#### Directions:
Collect every line of the records below that contains the string "cumulus", copying each line in full. Matching is case-sensitive.

#### Dataset records:
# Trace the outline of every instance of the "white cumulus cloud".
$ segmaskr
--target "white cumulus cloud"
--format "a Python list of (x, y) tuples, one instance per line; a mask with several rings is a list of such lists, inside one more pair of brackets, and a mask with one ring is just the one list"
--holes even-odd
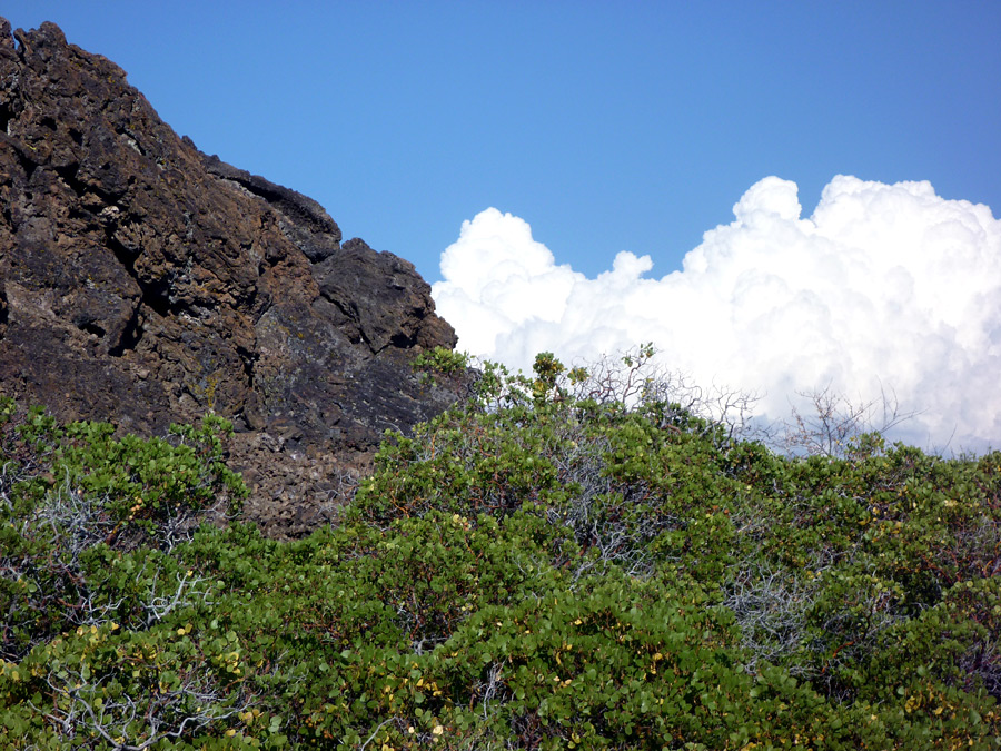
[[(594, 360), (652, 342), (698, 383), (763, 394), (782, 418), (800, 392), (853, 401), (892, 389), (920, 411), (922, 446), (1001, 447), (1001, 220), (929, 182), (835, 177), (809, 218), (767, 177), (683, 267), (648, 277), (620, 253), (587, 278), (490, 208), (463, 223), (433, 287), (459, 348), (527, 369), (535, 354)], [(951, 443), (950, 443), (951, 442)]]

==

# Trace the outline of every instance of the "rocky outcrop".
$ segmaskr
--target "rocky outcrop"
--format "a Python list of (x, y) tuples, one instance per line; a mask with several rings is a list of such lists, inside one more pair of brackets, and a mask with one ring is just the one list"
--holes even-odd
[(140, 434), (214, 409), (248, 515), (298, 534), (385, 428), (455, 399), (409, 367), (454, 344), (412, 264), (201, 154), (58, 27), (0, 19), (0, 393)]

==

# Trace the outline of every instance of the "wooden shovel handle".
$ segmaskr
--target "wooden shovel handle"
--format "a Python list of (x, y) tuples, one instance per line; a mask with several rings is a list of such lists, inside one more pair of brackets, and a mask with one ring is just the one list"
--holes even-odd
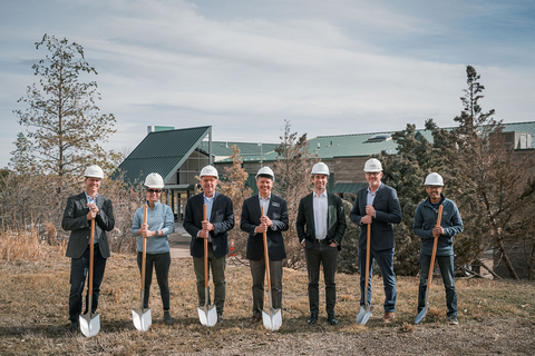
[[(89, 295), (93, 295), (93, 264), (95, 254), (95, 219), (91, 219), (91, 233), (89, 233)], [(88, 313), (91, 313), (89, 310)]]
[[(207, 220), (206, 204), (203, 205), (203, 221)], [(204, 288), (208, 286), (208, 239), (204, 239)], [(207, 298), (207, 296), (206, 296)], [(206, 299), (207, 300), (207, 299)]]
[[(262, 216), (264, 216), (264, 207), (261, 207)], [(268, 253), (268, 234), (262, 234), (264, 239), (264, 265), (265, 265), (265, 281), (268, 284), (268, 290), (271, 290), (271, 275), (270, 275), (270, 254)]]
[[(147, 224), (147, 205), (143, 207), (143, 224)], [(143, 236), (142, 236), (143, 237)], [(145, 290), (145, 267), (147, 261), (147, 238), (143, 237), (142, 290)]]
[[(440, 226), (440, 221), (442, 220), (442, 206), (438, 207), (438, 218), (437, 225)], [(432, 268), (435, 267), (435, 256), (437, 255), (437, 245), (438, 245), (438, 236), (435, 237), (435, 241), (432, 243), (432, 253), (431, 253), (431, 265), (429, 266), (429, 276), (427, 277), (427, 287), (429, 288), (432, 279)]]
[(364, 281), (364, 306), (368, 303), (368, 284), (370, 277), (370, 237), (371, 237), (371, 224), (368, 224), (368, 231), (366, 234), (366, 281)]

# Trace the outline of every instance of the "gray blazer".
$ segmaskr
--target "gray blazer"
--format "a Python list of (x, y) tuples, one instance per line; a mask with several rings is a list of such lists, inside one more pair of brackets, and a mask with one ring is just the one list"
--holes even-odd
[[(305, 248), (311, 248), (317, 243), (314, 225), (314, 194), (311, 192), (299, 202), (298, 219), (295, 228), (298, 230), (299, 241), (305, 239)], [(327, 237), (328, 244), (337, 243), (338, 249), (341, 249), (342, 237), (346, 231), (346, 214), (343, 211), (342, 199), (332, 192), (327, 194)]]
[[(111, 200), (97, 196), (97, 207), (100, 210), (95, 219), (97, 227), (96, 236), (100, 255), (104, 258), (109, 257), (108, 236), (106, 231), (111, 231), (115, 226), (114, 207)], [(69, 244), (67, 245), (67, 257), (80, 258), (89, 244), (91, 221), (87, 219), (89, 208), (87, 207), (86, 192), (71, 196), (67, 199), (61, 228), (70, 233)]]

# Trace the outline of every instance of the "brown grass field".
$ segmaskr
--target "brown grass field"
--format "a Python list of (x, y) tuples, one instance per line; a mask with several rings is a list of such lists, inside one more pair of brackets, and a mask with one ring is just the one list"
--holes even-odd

#### Result:
# Trace the outline of every instance of the "white cumulus cloud".
--target "white cumulus cloud"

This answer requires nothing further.